» **Requirement**
Write out, word for word, the stretch of the text below on expertise in the COVID-19 crisis from "What expertise was" through "by the science’.".

==== Selected excerpt

What expertise was drawn upon in deciding this? Clearly, expert advice is dependent on its reception as much as its veracity. Premiers may have decided that to retain their own authority they needed to be receptive to public opinion. Their thinking may have been, ‘Better to shut the schools in a fairly orderly way than to allow attendance to dissipate’. We are seeing the same problems emerge in debates around reopening the schools. Perhaps the best science was that that also engaged with public opinion and the concerns of educators at the chalk-face! Alternatively, politicians could have acknowledged that medical advice and other considerations resulted in the policy adopted by government. Better that than pretending to be ‘guided by the science’.
Expert differences are not something to be scared of. They are certainly not a reflection of ‘truth’ versus ‘error’. Expert differences can even be welcomed. They can reveal the limits of ‘expert’ knowledge, the availability of options, and also the value of experts critically engaging with the publics and societies within which they are located. Indeed, as the COVID-19 crisis affirms, knowledge is never simply about unveiling the ‘facts’. It is also shaped by the values of the expert (hence the common, and not always unreasonable, charge that elite values are different to those of ordinary folk), by the relations of power that exist within society, and by the political objectives our rulers wish to pursue. Expert knowledge exists within this messy confluence, and it should not claim to hover above it.
Expertise and whole-of-society problems
A third problem with expertise during the current crisis is that it is being selectively used. We are told that we are guided by the science in relation to the health problem, narrowly defined. When it comes to science and expertise when thinking about COVID-19 as a ‘whole-of-society’ problem it seems that we are back to business and expertise as usual.
In Australia, understanding and responding to the social consequences has been delegated to the National COVID-19 Coordination Commission, billed as an expert group ‘advising the Prime Minister on all non-health aspects of the pandemic response’. It is, in reality, stacked with big-business leaders (the chair is the former CEO of Fortescue Metals, and its special adviser is the former head of Dow Chemical). We should not be surprised when its ‘expert advice’ includes tax cuts for big business, rollbacks of support payments, slashing of ‘green tape’ to ‘get the economy going’ and so on.
Conclusion
Joe Biden has urged the US president to ‘follow the science, listen to the experts, do what they tell you’. It is easy to sympathise with this, given Trump’s dangerous recommendations of cures and his hostility to politically inconvenient expertise. But Biden’s advice, if taken literally and always, is a poor rule of thumb. It begs more questions than it answers. While there are bad reasons to mistrust experts, there are good reasons too. As one commentator has put it, it is like saying ‘my economic policy will be guided by economists’ without reflecting on which economists, what models they use, and whether they care most about inequality or economic dynamism. Science is a social practice as well as a knowledge-revealing one. Our challenge is not to proclaim the need to trust scientists, ‘follow the science’ and have faith in the authority of experts. Rather, it is to acknowledge that the rightful place of science is within, not above, society. Together, we can find a way through.

========
==== Material provided

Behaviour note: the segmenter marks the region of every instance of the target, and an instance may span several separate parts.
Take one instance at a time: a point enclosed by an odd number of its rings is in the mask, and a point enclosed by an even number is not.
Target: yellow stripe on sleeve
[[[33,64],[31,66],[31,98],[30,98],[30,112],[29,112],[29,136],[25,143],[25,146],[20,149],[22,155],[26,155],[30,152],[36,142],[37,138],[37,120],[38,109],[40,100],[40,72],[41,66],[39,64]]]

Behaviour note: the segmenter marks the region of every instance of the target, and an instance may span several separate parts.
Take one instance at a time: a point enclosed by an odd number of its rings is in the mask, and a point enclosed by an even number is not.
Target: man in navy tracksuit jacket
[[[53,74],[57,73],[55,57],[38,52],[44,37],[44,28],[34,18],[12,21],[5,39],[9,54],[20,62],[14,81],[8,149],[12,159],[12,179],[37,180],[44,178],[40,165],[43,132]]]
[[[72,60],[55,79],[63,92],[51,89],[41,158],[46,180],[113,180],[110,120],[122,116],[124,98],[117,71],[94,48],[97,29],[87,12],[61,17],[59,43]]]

========

» **Your response**
What expertise was drawn upon in deciding this? Clearly, expert advice is dependent on its reception as much as its veracity. Premiers may have decided that to retain their own authority they needed to be receptive to public opinion. Their thinking may have been, ‘Better to shut the schools in a fairly orderly way than to allow attendance to dissipate’. We are seeing the same problems emerge in debates around reopening the schools. Perhaps the best science was that that also engaged with public opinion and the concerns of educators at the chalk-face! Alternatively, politicians could have acknowledged that medical advice and other considerations resulted in the policy adopted by government. Better that than pretending to be ‘guided by the science’.